Page excerpt:

* START *

EX-5.1 2 d421258dex51.htm EX-5.1 EX-5.1

Exhibit 5.1

 

LOGO

March 1, 2023

SJW Group

110 West Taylor Street

San Jose, California 95110

RE: SJW Group Registration Statement on Form S-3

Ladies and Gentlemen:

We have acted as special counsel to SJW Group, a Delaware corporation (the “Company”), in connection with the filing of the Registration Statement (the “Registration Statement”) under the Securities Act of 1933, as amended (the “Securities Act”), filed with the Securities and Exchange Commission (the “SEC”) on November 17, 2021 and the prospectus supplement of the Company, dated March 1, 2023, filed with the SEC on March 1, 2023, to the prospectus, dated November 17, 2021, pursuant to Rule 424(b)(5) promulgated under the Securities Act (the “Prospectus”) relating to “at-the-market” offerings of up to an aggregate of $240,000,000 of shares of the Company’s common stock, $0.001 par value per share (the “Shares”) pursuant to an Amendment No. 1 (“Amendment No. 1”) to the equity distribution agreement, dated as of November 17, 2021, between the Company and certain sales agents named therein (the “Equity Distribution Agreement”).

* END *

Set of tasks:
1. Answer from the legal opinion letter to SJW Group:
(a) What date appears at the top of the letter?
(b) In which state is SJW Group incorporated?
(c) What is the maximum aggregate dollar amount of shares covered by the at-the-market offerings?
2. Resume the legal opinion letter to SJW Group after its last sentence and keep writing it.

Information provided:
* START *

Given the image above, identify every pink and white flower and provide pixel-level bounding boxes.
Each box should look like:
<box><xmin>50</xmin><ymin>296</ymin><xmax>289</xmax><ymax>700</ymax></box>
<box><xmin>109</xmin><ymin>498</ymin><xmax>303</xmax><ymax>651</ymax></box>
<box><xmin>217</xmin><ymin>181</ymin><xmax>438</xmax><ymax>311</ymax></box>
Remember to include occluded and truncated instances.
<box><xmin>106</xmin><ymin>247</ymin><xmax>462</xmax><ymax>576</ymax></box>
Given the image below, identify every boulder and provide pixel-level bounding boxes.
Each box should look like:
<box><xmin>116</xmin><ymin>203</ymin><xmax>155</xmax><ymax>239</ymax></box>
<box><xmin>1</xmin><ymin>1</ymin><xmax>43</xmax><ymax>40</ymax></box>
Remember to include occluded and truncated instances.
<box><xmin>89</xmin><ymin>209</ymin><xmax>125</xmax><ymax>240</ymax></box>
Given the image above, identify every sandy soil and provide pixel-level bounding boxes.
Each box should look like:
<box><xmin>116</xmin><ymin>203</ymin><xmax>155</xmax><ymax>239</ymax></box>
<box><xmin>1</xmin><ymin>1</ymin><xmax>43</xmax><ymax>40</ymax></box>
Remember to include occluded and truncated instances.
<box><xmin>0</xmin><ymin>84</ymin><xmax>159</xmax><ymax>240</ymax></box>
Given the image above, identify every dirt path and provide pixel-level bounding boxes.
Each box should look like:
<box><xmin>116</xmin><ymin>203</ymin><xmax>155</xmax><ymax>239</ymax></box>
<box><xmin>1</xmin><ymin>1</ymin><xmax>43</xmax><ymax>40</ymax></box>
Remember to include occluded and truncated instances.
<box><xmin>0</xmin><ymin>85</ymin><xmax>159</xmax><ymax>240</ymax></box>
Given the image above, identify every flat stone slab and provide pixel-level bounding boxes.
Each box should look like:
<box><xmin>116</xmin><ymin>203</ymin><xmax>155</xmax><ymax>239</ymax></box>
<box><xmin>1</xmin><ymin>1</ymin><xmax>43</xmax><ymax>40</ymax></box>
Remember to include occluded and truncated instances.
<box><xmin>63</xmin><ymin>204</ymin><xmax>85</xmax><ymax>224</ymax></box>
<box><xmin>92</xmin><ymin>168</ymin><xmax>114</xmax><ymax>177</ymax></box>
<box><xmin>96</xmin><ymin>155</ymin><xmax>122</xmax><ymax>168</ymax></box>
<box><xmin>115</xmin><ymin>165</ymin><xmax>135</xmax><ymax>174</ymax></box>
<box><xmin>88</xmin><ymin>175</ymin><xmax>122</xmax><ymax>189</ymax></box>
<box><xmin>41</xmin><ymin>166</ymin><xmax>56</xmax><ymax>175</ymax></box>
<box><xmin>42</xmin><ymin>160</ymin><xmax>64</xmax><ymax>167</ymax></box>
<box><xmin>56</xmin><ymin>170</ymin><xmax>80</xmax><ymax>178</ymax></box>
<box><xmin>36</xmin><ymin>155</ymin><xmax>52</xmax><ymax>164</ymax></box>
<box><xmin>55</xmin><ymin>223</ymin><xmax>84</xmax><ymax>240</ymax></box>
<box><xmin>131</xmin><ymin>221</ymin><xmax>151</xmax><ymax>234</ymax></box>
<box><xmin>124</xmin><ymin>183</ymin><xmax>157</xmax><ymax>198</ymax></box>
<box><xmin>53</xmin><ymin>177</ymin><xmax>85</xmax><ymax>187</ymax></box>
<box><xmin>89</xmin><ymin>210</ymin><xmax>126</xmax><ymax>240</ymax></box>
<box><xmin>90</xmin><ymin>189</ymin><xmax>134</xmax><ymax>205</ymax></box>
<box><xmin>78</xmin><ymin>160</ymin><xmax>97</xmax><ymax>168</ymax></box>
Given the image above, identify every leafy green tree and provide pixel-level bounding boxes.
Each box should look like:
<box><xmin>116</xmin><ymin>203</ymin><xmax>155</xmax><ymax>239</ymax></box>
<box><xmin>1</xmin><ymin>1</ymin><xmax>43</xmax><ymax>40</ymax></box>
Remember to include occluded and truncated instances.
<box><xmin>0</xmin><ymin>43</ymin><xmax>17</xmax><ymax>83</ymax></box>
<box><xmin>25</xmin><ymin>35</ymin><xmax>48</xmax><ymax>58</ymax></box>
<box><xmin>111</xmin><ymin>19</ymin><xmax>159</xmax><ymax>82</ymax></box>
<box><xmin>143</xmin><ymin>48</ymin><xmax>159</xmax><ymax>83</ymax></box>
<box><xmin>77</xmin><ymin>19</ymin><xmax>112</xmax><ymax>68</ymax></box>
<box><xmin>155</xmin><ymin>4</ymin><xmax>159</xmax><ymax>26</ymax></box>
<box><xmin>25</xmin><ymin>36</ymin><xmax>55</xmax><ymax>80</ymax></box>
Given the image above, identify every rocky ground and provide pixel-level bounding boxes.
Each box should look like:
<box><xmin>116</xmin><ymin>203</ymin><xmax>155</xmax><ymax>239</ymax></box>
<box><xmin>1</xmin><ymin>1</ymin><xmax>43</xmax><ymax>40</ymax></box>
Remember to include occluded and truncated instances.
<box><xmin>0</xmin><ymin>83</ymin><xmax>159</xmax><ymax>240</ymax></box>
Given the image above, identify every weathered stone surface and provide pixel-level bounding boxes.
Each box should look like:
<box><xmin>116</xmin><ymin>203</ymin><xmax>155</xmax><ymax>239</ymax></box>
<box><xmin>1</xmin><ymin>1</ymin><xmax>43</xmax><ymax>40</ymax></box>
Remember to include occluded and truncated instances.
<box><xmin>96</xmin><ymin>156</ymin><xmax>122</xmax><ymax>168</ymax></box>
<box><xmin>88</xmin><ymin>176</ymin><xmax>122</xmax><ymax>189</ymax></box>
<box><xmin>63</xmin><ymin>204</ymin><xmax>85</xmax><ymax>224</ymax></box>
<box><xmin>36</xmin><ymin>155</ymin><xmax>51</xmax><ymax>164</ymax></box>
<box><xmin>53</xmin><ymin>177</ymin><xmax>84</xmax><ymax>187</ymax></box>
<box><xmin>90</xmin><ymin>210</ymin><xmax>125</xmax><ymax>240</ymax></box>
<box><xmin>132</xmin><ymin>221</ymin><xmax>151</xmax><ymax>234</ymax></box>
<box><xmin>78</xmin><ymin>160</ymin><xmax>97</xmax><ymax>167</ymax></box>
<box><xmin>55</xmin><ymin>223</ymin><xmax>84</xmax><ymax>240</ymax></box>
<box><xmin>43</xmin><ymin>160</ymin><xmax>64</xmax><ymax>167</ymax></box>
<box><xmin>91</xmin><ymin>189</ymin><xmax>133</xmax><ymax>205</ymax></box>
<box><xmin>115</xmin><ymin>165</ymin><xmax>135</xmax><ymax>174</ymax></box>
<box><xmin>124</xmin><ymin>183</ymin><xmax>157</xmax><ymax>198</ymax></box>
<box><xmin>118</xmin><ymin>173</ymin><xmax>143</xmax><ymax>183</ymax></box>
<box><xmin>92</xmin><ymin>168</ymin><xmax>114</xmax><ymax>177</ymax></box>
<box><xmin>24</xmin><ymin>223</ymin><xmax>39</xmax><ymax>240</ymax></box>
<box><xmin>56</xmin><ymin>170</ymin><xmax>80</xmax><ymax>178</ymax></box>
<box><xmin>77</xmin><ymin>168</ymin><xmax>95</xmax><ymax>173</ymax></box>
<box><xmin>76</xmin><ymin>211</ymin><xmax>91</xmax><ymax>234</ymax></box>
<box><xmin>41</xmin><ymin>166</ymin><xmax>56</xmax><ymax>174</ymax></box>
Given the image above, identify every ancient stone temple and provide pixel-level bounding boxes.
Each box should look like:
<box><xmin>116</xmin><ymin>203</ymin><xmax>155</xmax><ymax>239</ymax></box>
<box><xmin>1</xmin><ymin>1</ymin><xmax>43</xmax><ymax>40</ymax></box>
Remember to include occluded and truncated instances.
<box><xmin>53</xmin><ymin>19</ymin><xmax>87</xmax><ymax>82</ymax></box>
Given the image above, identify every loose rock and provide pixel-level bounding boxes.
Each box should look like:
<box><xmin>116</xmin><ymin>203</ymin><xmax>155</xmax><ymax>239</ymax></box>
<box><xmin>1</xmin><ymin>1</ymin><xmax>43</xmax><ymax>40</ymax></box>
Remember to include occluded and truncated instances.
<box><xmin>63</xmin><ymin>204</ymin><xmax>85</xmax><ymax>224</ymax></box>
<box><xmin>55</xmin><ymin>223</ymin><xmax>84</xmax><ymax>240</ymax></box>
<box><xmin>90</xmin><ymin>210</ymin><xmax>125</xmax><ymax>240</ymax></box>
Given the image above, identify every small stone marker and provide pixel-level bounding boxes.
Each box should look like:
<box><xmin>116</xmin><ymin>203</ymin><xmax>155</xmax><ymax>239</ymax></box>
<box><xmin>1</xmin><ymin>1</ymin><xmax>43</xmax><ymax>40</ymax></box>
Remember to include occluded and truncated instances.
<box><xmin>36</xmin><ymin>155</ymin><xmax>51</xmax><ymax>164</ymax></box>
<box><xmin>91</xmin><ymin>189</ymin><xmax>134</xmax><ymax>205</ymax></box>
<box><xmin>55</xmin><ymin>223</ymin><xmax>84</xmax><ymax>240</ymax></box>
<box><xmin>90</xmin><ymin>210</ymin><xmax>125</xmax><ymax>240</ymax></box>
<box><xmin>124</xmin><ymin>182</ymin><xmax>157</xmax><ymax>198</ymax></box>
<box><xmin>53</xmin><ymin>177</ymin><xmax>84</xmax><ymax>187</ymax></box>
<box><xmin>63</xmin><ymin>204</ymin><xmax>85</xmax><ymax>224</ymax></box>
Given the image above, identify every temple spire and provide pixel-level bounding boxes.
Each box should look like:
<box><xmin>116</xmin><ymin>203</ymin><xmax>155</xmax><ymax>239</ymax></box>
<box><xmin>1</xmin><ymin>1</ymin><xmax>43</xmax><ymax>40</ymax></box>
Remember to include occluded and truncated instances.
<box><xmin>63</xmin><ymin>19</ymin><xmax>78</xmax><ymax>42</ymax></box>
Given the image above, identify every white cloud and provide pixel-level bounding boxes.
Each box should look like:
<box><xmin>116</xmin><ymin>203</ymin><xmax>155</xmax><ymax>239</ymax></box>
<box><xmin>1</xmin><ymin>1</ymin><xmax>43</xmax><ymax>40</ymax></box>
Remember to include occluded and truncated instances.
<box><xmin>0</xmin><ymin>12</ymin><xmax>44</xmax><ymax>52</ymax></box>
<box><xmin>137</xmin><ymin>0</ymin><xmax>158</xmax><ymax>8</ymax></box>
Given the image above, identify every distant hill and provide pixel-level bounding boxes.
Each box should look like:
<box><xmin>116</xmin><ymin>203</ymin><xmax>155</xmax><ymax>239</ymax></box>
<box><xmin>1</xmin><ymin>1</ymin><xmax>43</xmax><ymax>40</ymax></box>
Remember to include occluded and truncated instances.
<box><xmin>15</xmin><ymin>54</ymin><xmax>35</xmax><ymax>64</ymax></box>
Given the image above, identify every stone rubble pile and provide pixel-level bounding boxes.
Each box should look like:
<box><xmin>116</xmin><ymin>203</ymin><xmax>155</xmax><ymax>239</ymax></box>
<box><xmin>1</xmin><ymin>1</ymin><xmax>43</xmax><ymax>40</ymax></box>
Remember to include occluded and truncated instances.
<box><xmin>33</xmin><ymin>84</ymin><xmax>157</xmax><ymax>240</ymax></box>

* END *

Answers for the tasks:
1.
(a) March 1, 2023
(b) Delaware
(c) $240,000,000

2.
In connection with this opinion letter, we have examined the Registration Statement, Prospectus, Amendment No. 1, the Equity Distribution Agreement, and originals, or copies certified or otherwise identified to our satisfaction, of the Certificate of Incorporation of the Company, as amended from time to time, the Amended and Restated Bylaws of the Company, as amended from time to time, and such other documents, records and other instruments as we have deemed appropriate for purposes of the opinion set forth herein. As to questions of fact material to the opinions expressed herein, we have relied upon representations and certifications of the officers of the Company and appropriate public officials without independent verification of such matters except as otherwise described herein.

We have assumed the genuineness of all signatures, the legal capacity of all natural persons, the authenticity of the documents submitted to us as originals, the conformity with the originals of all documents submitted to us as certified, facsimile or photostatic copies and the authenticity of the originals of all documents submitted to us as copies.

Subject to the foregoing and the further exceptions and qualifications set forth below, we are of the opinion that the Shares to be issued pursuant to Amendment No. 1 and the Equity Distribution Agreement have been duly authorized by the Company and, when issued and sold by the Company and delivered by the Company against receipt of the purchase price therefor, in the manner contemplated by Amendment No. 1 and the Equity Distribution Agreement, the Registration Statement and the Prospectus, will be validly issued, fully paid and non-assessable.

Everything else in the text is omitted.